Outstanding growth in both scale and quality, VPBank's total assets surpassed VND 1.1 quadrillion

2025

22/07/2025

By seizing opportunities from a favorable domestic macroeconomic environment and leveraging a bold growth strategy, solid risk management and innovative products and services, Vietnam Prosperity Joint Stock Commercial Bank (VPBank, HoSE: VPB) simultaneously drove two key objectives in the first half of 2025: Exceptional growth in scale and a continued focus on quality.

Total assets surpassed VND 1.1 quadrillion, scale growth in sync with quality

By the end of the first half of 2025, VPBank became the largest private commercial bank in Vietnam by total assets, with consolidated assets exceeding VND 1.1 quadrillion, while standalone assets also approached VND 1.05 quadrillion. VPBank’s consolidated credit to customer reached over VND 842 trillion, representing an 18.6% increase year to date and a 30.3% year on year increase, with contributions from both the parent bank and its subsidiaries. Seizing the momentum from Resolution 68 on promoting the private sector, the strategic small and medium enterprise (SME) segment stood out with a 20% growth rate, driven by the effective execution of lending programs tailored to specific regions, industries and priority sectors.

Serving as a solid foundation for credit growth, standalone deposits and valuable papers continued to surge, rising by 27.5% year to date - more than 4 times the industry average (6.11% as of June 26). Notably, thanks to a series of standout initiatives such as the “Super Sinh Lời” product and the VPBank K-Star Spark in Vietnam music festival campaign, the current account savings account (CASA) balance neared VND 100 trillion, representing nearly 40% growth.

In parallel, VPBank continued to solidify its presence and credibility in the international market by successfully securing a record syndicated loan of USD 1.56 billion in the first half of the year from leading global financial institutions.

Accompanying the remarkable growth in scale was the continued improvement in asset quality, with the parent bank’s non-performing loan (NPL) ratio according to Cir 31 being controlled at 2.31%. Notably, Group 2 loans continued to decline for the fourth consecutive quarter, providing room for further enhancement in asset quality.

In H1 2025, consolidated income from bad debt recoveries exceeded VND 1.7 trillion, demonstrating the bank’s strong and efficient efforts in bad debt handling. The recent codification of Resolution 42 provides a significant boost, offering a solid legal framework for VPBank to expedite bad debt recoveries, further reinforce its healthy, sustainable financial foundation.

Thanks to abundant funding sources, liquidity ratios such as loan-to-deposit ratio (LDR) and short-term funds used for medium- to long-term lending were managed at 80.2% and 25.8%, respectively, all in compliance with the State Bank of Vietnam's (SBV) regulations.

▶ _DATA LISTING_:
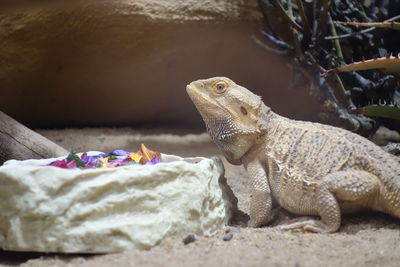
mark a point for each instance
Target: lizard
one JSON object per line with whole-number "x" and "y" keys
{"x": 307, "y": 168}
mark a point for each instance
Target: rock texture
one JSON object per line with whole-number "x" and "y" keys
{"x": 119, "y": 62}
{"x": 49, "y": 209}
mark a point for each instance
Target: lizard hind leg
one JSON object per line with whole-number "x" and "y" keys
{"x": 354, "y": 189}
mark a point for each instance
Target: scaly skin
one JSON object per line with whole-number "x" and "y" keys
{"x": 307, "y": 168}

---

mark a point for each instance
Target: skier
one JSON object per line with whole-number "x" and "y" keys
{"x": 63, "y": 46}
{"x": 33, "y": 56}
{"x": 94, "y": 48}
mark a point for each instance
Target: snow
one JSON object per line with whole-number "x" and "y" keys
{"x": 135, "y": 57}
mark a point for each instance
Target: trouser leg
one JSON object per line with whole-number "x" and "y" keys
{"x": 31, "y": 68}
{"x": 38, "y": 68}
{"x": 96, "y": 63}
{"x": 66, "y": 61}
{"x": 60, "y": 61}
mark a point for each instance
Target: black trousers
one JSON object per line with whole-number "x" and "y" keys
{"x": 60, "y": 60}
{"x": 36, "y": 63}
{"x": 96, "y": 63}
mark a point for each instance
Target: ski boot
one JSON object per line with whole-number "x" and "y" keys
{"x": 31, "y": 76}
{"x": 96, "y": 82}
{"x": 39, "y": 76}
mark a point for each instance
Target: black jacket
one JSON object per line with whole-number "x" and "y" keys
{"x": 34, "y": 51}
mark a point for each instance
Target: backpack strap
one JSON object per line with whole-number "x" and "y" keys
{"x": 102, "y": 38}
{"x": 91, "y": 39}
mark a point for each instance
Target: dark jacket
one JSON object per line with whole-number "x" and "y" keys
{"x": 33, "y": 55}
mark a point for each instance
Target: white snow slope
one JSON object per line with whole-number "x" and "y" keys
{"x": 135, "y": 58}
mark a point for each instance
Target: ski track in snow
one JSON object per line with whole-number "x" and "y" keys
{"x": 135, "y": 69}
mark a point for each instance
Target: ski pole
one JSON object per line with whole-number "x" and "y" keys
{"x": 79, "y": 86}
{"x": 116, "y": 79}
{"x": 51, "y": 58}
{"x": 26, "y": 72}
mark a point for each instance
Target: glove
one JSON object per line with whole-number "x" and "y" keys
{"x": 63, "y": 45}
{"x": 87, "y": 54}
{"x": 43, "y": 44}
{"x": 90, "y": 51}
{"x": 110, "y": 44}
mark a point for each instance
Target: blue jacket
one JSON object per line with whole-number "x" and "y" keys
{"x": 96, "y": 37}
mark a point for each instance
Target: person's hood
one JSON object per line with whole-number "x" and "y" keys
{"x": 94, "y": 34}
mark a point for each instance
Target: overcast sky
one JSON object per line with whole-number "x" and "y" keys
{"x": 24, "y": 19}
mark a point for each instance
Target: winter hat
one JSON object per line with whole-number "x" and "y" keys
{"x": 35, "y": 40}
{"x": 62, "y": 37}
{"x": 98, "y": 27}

---

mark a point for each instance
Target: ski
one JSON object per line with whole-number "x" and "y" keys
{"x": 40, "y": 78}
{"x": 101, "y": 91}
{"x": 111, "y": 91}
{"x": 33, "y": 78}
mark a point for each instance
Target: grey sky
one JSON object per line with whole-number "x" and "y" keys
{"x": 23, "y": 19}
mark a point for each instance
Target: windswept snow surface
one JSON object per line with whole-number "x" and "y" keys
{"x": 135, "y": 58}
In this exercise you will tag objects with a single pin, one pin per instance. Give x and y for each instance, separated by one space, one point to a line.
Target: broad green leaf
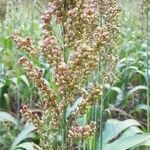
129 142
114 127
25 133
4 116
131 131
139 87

▶ _WHAT TO WORK ON_:
A) Count the lines of the records that contain the string "snow", treating uppercase and lowercase as different, and reply with the number alone.
B) Please proceed with the VPBank article, picking up after its last paragraph.
The article on VPBank's results and the records have nothing to do with each other.

▶ _PER-TASK OUTPUTS_:
A) 4

B)
Consolidated capital adequacy ratio (CAR) remained among the highest in the industry at nearly 14%. In Q2, VPBank paid out nearly VND 4 trillion in dividends, demonstrating its strong financial position, appreciation and long-term commitment to shareholders.

First half profit exceeds VND 11.2 trillion, up 30%

Building on this solid foundation, VPBank reported consolidated PBT of VND 11,229 billion in the first half of 2025, marking a 30% year on year increase. In the second quarter alone, profit reached VND 6,215 billion, surpassing projections from multiple securities firms. After six months, the bank had fulfilled 44% of its full-year profit target and was approaching its year-end total asset goal of VND 1.13 quadrillion.

Growth momentum was driven by both the parent bank and its subsidiaries, highlighting the effectiveness of the distinct ecosystem expansion strategy. The parent bank continued to play a pivotal role, with PBT reaching VND 5,753 billion in Q2, an impressive 61% increase.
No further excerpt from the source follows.